→ **Source extract**:
◆ ◆ ◆ ◆
NeurIPS 2022
Date:
This past year I attended the Conference on Neural Information Processing Systems for the first time to present a poster alongside a paper that was accepted at the workshop on Information Theoretic Principles in Cognitive Systems.
The first day fo the conference I attended the NewInML workshop, which was intended for researchers that are new to the machine learning community. Since this was my first NeurIPS and my background is in cognitive science, this felt like the perfect way to start the conference. The topics of this workshope varried from general overviews of researchers experiences in machine learning, to more specific topics like navigating the early years of a tenure-track position or how to best negotiate a machine learning engineer job in industry.
I was glad there was a wide variety of topics as it kept the long day of talks interesting, but my favorite presentation was the first of the day given by Yoshua Bengio. This consisted of a broad overview of the history of his research, including the early days of research into neural networks before the so-called AI winter. It was interesting to hear Yoshua talk about perspectives on these famous epochs in AI research and what kept him going and interested in different areas that eventually lead to some of the impressive systems we have today. While it is hard to predict the future, if I am to stay in machine learning research for a while then it could probably be expected that the field will experience something along the lines of the AI winters of the past, and staying interested in my work will be an important skill.
There were several interesting invited talks given during the main conference, one of my favorites was given by Geoffrey Hinton titled “The Forward-Forward Algorithm for Training Deep Neural Networks”. This talk was mainly focused on discussing a more biologically plausable method of training neural networks as an alternative to the backpropegation method currently in use. Hinton highlighted several issues with the biological plausibility of backpropegation, and introduced what he believes is a more biologically plausible network training method, called the feed-forward algorithm. There is an acompanying paper on Hinton’s website that explains in detail the motivation, methods, and some preliminary experimentation on simple domains.
While the algorithm introduced in the talk is titled ‘feed-forward’, Hinton does not suggest that the brain is entirely feed-forward, as it is highly recurrent, but rather that it can be trained in that directional dependency, as opposed to backpropogation which lacks a biological basis. The main thrust of the model seemed to me to be similarly motivated as the free-energy principle, by relying on a model that determines the probability that the current stimuli is in a sense accurate, through the introduction of an idea of a ‘goodness’ measure. This can be connected to other topics like the purpose of sleep, which Hinton suggests is both a way to train the brain to be able to generate its own experience, useful for real planning, and also as a discriminator for better labelling unreal experience.
One interesting point from this talk is highlighting the scale of the human cortex which he lists as roughly 10^14 connections, with ‘only’ 10^9 seconds to train them, and that “It is possible that the learning algorithm we have is not so good (as ANNs) at squeezing a lot of knowledge into a few weights, it has the opposite problem… we are data limited rather than capacity limited”. I thought that this was an interesting point to bring up in a talk on a more biologically plausible neural networks, since most of my work on making machine learning techniques more human-like has been focused on explicitly modelling the limitations of human learning. In fact, Hinton uses the term “Capacity-Limited”, which has directly inspired my work in making reinforcement learning models that are closer to human like learning. However, I don’t see the main point of this talk as totally disconnected from my own work, since it broadly is interested in more human like machine learning, while it takes a different perspective on better understanding now NNs can be trained, and my work focuses more on how humans leverage experience and biases to learn quickly, but in ways that can lead to suboptimal behaviour.
◆ ◆ ◆ ◆
→ **Work task**: Return, word for word, the stretch of the NeurIPS 2022 write-up from "I was glad there" through "an important skill.".

→ **Dataset**:
◆ ◆ ◆ ◆
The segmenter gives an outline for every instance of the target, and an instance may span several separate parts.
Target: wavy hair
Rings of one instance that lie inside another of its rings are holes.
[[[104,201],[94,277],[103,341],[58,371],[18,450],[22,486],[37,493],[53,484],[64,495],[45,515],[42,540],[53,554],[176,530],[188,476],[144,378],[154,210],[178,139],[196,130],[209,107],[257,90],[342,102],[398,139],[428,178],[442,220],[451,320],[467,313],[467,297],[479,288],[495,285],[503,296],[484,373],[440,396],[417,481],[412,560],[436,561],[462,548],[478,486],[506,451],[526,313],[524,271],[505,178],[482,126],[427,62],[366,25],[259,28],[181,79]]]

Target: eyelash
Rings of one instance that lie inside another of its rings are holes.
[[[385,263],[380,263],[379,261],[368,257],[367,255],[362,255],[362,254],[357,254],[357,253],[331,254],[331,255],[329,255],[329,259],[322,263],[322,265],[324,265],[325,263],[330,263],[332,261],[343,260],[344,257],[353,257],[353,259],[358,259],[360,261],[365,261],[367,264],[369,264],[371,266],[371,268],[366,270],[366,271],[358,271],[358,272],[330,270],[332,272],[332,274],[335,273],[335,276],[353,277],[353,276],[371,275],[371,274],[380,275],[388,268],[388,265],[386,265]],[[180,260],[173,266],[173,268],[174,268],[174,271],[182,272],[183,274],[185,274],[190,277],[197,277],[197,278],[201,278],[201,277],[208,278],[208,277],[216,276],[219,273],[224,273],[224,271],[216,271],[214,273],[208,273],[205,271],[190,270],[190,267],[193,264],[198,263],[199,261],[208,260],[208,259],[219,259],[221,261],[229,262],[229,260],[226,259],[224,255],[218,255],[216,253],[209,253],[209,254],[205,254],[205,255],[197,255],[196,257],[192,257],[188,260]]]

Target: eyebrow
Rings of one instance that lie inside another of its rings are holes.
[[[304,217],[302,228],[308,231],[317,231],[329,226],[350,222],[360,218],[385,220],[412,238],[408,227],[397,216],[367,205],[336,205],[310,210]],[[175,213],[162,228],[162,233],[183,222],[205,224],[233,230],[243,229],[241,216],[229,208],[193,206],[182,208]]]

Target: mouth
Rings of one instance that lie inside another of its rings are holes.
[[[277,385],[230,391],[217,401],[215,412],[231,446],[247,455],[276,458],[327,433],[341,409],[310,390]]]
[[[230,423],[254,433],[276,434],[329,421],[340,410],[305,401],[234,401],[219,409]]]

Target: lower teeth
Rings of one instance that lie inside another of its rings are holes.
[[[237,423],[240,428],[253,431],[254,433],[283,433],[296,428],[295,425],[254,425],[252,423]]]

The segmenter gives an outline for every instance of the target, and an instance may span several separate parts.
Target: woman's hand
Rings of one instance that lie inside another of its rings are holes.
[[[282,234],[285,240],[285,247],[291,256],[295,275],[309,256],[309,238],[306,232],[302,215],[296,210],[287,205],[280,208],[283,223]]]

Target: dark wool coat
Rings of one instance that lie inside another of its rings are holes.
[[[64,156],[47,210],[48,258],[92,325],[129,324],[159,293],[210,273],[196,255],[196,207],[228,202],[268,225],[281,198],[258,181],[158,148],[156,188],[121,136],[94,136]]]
◆ ◆ ◆ ◆
→ **Your solution**:
I was glad there was a wide variety of topics as it kept the long day of talks interesting, but my favorite presentation was the first of the day given by Yoshua Bengio. This consisted of a broad overview of the history of his research, including the early days of research into neural networks before the so-called AI winter. It was interesting to hear Yoshua talk about perspectives on these famous epochs in AI research and what kept him going and interested in different areas that eventually lead to some of the impressive systems we have today. While it is hard to predict the future, if I am to stay in machine learning research for a while then it could probably be expected that the field will experience something along the lines of the AI winters of the past, and staying interested in my work will be an important skill.